Starting with the line containing "Expected: for every instance of the woman" and continuing through the end of the records, reproduce every line, requests included, with 62 added to each x and y coordinate in the answers.

● ● ● ●

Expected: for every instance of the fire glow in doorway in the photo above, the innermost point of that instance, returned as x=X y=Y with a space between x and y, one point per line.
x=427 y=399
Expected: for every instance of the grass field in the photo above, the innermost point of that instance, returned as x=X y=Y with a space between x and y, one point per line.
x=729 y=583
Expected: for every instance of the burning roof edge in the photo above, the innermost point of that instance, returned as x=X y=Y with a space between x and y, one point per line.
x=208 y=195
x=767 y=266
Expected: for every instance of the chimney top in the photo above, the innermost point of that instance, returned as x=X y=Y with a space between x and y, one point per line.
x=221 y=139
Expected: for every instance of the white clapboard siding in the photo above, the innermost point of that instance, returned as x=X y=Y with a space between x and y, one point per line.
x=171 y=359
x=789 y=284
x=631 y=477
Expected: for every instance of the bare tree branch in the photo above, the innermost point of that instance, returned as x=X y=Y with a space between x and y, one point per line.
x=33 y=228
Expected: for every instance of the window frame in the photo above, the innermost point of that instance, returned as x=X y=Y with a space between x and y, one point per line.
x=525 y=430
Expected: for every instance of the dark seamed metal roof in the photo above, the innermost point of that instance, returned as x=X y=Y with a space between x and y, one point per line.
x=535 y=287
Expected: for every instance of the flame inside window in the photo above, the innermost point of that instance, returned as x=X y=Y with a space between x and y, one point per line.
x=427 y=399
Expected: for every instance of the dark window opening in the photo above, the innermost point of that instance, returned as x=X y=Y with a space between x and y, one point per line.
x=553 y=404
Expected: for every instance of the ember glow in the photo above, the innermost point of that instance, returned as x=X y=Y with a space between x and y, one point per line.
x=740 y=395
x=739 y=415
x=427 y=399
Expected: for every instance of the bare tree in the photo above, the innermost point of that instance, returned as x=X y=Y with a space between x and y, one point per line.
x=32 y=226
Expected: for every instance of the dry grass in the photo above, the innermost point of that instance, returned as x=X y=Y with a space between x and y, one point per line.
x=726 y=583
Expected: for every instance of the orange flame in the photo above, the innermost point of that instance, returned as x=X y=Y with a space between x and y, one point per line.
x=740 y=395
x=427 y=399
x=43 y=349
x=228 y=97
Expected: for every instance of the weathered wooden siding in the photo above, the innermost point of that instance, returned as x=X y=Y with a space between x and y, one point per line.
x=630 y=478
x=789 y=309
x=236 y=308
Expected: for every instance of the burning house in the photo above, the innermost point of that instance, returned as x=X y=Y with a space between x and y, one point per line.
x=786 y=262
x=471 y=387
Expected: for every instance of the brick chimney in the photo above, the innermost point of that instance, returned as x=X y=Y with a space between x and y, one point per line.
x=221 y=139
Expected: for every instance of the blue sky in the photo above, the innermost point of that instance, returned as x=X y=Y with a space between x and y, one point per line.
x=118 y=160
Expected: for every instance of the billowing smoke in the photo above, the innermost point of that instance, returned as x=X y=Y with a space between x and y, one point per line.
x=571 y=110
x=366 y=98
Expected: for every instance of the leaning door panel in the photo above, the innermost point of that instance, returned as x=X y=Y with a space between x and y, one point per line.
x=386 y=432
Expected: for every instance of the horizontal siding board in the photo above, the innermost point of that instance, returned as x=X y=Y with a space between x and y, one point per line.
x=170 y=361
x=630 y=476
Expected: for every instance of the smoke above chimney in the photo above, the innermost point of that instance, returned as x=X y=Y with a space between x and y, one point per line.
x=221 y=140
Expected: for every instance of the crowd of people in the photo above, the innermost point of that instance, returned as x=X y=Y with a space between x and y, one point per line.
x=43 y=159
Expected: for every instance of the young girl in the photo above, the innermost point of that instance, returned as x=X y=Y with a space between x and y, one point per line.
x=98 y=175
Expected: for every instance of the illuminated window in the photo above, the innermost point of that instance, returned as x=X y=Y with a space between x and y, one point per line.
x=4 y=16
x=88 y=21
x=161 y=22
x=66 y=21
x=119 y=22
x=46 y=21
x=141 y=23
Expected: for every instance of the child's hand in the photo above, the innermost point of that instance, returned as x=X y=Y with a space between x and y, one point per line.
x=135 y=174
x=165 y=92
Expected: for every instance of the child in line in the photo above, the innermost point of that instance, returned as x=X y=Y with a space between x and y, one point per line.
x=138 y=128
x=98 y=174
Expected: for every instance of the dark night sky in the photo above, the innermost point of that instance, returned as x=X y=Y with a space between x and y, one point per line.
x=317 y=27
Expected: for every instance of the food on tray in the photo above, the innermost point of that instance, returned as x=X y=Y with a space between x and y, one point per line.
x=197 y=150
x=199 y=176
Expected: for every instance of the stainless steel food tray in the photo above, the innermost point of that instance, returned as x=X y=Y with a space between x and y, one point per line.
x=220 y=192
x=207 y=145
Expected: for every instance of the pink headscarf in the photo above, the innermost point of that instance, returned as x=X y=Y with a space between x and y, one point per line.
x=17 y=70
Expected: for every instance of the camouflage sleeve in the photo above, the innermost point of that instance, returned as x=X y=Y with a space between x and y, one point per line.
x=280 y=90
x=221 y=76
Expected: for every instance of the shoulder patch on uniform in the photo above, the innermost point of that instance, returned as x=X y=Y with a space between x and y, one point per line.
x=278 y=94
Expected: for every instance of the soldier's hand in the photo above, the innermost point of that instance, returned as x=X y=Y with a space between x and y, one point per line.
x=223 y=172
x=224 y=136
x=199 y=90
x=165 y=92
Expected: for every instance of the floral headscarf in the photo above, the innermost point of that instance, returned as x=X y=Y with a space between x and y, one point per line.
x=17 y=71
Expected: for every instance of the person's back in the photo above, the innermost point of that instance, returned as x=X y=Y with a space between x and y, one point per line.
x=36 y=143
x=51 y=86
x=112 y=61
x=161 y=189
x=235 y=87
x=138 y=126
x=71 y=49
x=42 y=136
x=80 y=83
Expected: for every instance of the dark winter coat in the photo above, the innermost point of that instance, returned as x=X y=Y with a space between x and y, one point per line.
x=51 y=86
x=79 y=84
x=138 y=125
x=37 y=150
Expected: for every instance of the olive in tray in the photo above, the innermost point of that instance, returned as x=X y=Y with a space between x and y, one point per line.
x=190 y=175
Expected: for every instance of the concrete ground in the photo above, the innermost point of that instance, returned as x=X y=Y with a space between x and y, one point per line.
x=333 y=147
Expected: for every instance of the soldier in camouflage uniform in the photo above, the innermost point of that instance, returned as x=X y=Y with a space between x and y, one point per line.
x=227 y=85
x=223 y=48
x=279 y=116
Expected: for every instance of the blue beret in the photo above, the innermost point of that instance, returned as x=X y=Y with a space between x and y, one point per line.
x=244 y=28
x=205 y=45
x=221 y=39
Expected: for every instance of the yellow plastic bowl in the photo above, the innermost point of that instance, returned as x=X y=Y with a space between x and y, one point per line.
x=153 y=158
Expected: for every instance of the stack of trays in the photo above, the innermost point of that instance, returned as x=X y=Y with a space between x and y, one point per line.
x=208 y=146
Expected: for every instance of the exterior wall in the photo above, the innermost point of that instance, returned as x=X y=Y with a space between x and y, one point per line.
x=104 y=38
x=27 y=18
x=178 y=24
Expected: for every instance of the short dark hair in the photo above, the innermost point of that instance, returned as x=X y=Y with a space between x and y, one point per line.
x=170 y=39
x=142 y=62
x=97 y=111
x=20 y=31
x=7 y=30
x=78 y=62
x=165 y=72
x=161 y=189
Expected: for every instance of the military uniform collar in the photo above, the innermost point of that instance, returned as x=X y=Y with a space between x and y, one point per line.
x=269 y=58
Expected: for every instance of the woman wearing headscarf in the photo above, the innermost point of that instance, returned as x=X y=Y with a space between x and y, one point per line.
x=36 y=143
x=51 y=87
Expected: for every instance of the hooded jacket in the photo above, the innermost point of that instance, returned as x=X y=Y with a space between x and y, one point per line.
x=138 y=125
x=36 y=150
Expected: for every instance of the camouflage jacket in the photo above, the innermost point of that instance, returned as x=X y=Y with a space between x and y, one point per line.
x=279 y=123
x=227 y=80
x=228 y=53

● ● ● ●

__SOLUTION BELOW__:
Expected: for every instance of the woman wearing headscarf in the photo above, the innermost point of that instance, returned as x=X y=Y with a space between x and y, one point per line.
x=98 y=205
x=113 y=149
Expected: for every instance of the hooded jacket in the photo above, the innermost point of that instance, returned as x=X y=Y with a space between x and y, one point per line.
x=200 y=187
x=98 y=212
Expected: for every instance of the camouflage jacket in the photo above, the innermost point of that instance, returned as x=X y=Y with a space between x and y, one point per line.
x=341 y=185
x=289 y=142
x=290 y=115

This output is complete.